* LIST OF TASKS:
A - Reproduce word for word the part of the article on finding a node's level in an undirected graph that opens with the words containing "Find the level of given" and closes with "then return -1.".
B - Answer these questions using the article on finding a node's level in an undirected graph:
(i) From which vertex does the traversal of the graph start?
(ii) What value is returned if node X does not exist in the graph?
(iii) What size is the adjacency list adj[] created with?
C - Continue the article on finding a node's level in an undirected graph, starting after its last sentence.

* SELECTED EXTRACT:

= = = = =

Find the level of given node in an Undirected Graph
Given an undirected graph with V vertices and E edges and a node X, The task is to find the level of node X in the undirected graph. If X does not exist in the graph then return -1.
Note: Traverse the graph starting from vertex 0.
Examples:
Input: V = 5, Edges = {{0, 1}, {0, 2}, {1, 3}, {2, 4}}, X = 3
Output: 2
Explanation: Starting from vertex 0, at level 0 we have node 0, at level 1 we have nodes 1 and 2 and at level 2 we have nodes 3 and 4. So the answer is 2The example graph
Input: V = 5, Edges = {{0, 1}, {0, 2}, {1, 3}, {2, 4}}, X = 5
Output: -1
Explanation: Vertex 5 is not present in the given graph so answer is -1An example graph
Approach: The problem can be solved based on the following idea:
The given problem can be solved with the help of level order traversal. We can perform a BFS traversal in order to find the level of the given vertex
Follow the steps mentioned below to implement the idea:
- Find the maximum vertex of the graph and store it in a variable (say maxVertex).
- create adjacency list adj[] of size maxVertex+1.

= = = = =

* MATERIAL PROVIDED:

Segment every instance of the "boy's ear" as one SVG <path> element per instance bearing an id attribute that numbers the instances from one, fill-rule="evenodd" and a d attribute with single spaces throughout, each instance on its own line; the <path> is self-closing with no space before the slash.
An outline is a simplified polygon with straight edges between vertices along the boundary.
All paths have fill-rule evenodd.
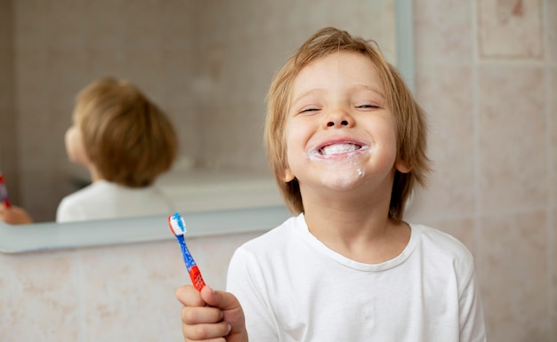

= = = = =

* RESPONSES TO THE TASKS:
A -
Find the level of given node in an Undirected Graph
Given an undirected graph with V vertices and E edges and a node X, The task is to find the level of node X in the undirected graph. If X does not exist in the graph then return -1.

B -
(i) Vertex 0.
(ii) -1.
(iii) maxVertex+1.

C -
- Check if X is present or not, if not then return -1.
- To traverse the graph, create a queue for level order traversal.
- Push vertex 0 in a queue, and set a counter level to 0.
- Create a visited array of size maxVertex+1 to mark the visited nodes.
- Start BFS traversal if the value of X is found in front of the queue then return the level.
- Keep popping nodes from the queue till it becomes empty and increment the counter level
- In one iteration, push all the unvisited nodes in the queue connected with the current node
- Increment the level variable to jump to the next level.
Below is the implementation of the above approach.
C++
// C++ code to implement the approach
#include <bits/stdc++.h>
using namespace std;
// Function to find the level of the given node
int findLevel(int N, vector<vector<int> >& edges, int X)
{
// Variable to store maximum vertex of graph
int maxVertex = 0;
for (auto it : edges) {
maxVertex = max({ maxVertex, it[0], it[1] });
}
// Creating adjacency list
vector<int> adj[maxVertex + 1];
for (int i = 0; i < edges.size(); i++) {
adj[edges[i][0]].push_back(edges[i][1]);
adj[edges[i][1]].push_back(edges[i][0]);
}
// If X is not present then return -1
if (X > maxVertex || adj[X].size() == 0)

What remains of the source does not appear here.